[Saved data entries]
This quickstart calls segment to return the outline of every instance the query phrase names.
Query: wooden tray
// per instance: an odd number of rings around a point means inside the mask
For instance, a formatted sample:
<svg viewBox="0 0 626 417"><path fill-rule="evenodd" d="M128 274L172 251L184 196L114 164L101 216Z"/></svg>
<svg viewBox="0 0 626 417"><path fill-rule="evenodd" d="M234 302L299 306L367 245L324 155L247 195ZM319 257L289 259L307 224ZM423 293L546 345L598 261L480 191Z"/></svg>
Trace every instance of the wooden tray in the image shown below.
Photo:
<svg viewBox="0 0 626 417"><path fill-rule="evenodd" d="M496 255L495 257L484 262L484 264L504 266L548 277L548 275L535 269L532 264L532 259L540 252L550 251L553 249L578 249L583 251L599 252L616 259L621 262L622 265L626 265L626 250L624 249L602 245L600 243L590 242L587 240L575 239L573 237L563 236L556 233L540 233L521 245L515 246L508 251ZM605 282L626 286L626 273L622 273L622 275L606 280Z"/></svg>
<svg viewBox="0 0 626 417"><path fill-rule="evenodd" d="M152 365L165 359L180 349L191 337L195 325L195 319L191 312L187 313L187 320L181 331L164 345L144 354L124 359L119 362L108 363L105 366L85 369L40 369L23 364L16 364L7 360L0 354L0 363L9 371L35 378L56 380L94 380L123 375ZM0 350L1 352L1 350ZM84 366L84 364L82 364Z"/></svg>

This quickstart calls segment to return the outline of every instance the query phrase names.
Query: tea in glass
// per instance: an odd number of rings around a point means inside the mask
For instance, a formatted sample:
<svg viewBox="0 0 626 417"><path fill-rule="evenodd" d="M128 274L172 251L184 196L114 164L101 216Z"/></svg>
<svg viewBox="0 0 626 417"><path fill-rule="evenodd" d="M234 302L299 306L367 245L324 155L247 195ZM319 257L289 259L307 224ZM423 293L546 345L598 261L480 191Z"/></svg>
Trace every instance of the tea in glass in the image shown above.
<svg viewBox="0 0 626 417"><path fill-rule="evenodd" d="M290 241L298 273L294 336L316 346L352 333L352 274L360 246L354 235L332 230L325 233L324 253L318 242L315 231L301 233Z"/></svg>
* * *
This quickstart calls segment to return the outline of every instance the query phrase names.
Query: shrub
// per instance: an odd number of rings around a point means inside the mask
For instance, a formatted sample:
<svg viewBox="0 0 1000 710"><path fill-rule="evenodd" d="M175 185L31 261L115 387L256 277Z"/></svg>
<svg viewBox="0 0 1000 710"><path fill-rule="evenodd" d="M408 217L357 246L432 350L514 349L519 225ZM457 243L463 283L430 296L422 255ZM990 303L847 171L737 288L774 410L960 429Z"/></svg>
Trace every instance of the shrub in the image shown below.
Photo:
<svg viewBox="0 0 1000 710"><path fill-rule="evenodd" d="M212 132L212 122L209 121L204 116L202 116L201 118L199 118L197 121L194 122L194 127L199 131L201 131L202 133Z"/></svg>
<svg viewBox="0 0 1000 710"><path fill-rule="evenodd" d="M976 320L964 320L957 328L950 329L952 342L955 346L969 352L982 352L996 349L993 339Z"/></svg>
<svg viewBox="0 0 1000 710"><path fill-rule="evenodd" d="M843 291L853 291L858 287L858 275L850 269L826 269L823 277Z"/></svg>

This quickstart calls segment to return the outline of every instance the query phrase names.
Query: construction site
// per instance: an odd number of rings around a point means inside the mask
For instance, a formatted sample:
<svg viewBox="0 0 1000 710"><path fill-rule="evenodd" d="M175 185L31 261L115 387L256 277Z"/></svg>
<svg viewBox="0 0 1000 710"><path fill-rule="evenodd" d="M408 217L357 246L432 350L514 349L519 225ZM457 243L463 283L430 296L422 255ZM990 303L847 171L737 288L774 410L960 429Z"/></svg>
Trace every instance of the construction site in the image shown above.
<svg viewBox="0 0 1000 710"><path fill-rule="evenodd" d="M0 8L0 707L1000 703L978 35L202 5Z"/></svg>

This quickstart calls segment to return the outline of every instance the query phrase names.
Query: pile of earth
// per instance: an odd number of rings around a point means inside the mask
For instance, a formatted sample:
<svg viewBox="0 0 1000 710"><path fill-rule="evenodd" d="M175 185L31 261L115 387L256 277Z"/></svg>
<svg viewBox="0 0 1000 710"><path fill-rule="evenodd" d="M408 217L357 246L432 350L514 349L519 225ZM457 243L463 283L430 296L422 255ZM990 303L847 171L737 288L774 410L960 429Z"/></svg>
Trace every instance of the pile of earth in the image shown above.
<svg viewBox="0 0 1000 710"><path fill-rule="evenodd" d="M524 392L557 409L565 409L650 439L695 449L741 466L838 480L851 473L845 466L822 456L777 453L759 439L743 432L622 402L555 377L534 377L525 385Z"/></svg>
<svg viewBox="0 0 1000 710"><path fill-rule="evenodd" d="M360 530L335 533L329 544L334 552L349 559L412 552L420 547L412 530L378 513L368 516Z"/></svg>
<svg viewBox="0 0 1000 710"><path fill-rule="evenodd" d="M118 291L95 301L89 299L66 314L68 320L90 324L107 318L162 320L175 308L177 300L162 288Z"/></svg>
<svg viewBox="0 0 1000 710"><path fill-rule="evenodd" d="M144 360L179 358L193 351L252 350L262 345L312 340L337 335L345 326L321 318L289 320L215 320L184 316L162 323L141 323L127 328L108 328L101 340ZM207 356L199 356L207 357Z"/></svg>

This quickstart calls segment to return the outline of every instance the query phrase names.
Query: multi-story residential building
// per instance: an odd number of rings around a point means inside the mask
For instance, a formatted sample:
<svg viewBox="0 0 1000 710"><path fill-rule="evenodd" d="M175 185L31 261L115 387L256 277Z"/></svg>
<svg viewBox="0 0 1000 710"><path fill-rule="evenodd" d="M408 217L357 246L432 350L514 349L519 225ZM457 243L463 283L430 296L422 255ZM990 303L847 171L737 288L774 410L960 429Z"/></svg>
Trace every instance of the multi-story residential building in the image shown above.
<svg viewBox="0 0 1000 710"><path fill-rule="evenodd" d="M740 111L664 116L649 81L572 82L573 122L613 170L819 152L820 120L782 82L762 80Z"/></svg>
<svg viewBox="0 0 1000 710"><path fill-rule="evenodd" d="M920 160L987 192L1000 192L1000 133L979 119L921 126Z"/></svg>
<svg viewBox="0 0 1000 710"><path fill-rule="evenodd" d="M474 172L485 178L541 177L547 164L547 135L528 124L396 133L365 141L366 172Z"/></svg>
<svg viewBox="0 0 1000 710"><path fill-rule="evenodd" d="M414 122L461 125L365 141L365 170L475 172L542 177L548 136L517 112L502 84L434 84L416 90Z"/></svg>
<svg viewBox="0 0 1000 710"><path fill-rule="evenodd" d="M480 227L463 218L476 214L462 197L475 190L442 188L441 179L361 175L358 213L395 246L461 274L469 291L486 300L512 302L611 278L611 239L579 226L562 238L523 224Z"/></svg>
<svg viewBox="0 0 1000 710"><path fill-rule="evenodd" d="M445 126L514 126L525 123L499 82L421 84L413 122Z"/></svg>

▸ What is expected
A complete answer lists each line of the data that holds the word "wooden".

▸ Response
Query: wooden tray
Trace every instance of the wooden tray in the image shown below.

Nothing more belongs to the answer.